— Start of DATASET —

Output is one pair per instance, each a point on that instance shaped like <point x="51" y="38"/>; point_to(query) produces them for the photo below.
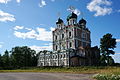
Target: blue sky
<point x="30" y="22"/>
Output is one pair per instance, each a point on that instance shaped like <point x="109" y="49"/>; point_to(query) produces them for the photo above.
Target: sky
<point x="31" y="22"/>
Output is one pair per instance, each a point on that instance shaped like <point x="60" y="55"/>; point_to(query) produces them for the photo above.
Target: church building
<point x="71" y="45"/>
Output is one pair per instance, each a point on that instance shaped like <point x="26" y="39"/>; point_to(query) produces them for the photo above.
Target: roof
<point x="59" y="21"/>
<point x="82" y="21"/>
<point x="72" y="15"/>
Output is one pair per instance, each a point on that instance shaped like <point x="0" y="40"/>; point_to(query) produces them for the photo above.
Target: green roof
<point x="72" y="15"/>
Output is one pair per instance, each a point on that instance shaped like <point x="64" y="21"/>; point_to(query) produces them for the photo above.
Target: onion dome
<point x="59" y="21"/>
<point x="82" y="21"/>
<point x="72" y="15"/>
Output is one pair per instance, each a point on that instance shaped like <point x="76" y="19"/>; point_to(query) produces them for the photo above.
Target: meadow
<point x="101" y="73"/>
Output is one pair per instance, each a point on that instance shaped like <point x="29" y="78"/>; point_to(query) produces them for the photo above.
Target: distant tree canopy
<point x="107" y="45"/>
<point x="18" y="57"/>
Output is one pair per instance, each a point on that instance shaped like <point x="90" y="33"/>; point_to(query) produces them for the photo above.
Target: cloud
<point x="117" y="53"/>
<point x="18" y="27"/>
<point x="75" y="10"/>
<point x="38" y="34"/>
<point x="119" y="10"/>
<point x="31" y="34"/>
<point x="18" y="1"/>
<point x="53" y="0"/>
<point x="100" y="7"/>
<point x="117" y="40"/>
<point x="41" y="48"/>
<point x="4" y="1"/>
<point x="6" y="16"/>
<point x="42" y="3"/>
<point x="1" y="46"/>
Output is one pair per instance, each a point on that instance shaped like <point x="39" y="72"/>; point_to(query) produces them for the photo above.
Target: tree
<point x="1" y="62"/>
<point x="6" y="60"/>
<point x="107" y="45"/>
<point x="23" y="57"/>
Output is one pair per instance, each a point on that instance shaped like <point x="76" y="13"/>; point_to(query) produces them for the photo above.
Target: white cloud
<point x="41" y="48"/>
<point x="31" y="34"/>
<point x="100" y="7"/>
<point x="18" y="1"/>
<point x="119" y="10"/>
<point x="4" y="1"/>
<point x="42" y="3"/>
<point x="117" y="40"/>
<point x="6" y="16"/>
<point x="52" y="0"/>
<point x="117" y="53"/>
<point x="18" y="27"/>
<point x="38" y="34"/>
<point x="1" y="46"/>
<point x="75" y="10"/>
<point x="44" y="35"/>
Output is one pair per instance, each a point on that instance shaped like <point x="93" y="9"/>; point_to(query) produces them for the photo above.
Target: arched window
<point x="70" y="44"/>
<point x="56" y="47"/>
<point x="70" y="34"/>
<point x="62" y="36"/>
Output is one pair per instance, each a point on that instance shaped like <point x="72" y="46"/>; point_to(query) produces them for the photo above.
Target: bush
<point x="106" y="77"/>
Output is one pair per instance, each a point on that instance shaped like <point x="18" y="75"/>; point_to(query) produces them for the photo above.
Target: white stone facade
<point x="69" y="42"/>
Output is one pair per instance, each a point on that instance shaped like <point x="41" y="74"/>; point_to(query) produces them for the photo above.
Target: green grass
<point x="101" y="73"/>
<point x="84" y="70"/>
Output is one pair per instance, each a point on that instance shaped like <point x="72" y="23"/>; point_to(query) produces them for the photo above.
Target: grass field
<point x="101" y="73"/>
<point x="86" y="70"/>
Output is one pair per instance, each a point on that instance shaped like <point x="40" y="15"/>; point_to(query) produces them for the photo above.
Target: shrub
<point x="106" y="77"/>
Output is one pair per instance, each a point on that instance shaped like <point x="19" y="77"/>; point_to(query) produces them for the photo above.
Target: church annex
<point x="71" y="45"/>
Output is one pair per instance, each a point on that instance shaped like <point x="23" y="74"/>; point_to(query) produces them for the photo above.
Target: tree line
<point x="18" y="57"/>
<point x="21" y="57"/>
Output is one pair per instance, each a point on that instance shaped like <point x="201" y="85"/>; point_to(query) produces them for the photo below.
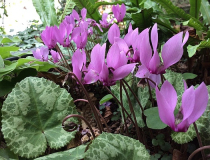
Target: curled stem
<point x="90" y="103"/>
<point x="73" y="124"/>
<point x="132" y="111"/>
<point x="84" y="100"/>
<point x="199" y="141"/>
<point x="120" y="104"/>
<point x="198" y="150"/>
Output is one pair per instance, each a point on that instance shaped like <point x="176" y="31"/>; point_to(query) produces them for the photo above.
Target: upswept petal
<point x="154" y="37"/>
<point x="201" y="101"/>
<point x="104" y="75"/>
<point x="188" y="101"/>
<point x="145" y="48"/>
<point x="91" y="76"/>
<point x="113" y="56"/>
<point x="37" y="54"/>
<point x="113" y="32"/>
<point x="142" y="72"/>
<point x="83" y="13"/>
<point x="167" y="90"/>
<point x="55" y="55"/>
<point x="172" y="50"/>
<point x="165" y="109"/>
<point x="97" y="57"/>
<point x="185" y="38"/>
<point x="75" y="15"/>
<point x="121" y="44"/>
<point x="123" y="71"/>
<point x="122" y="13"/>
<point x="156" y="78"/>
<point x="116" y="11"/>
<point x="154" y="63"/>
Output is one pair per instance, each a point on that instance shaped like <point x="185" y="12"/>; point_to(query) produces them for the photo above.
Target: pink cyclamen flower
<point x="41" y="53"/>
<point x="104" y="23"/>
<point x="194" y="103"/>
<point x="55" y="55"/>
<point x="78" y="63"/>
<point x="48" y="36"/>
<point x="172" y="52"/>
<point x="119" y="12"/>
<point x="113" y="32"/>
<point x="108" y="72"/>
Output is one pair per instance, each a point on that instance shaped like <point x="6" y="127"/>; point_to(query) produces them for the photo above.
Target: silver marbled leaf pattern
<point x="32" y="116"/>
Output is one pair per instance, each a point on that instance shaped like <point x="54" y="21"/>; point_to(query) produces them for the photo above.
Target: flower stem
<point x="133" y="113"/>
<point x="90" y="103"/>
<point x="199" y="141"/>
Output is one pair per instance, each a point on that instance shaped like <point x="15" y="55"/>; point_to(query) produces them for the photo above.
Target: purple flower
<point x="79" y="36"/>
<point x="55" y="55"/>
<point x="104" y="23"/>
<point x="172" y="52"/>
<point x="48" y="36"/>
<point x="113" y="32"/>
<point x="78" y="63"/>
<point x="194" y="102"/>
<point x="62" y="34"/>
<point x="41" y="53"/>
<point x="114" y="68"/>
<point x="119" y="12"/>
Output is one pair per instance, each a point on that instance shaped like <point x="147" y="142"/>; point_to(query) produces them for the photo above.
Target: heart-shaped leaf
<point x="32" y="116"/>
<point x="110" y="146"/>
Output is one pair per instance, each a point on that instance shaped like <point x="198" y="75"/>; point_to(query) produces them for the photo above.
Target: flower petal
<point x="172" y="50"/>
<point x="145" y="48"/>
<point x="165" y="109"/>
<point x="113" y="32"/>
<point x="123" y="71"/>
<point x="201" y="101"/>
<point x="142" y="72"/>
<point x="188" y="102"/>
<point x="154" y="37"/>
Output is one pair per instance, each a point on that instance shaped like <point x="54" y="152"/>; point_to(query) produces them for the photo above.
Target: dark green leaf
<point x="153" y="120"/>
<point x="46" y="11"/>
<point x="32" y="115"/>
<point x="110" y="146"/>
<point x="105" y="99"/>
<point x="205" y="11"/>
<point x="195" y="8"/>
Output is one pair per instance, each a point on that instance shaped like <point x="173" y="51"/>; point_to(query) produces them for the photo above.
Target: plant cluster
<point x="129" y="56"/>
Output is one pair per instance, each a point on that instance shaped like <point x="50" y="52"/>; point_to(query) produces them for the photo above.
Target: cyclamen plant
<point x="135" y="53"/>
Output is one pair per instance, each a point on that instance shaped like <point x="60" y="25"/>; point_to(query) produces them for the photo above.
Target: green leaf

— End of DATASET —

:: YOUR INSTRUCTIONS ::
Return each line of the data above that contains the string "flower", matching case exactly.

:: RESPONSE ::
Target: pink cyclamen flower
Target: flower stem
Target: purple flower
Target: flower petal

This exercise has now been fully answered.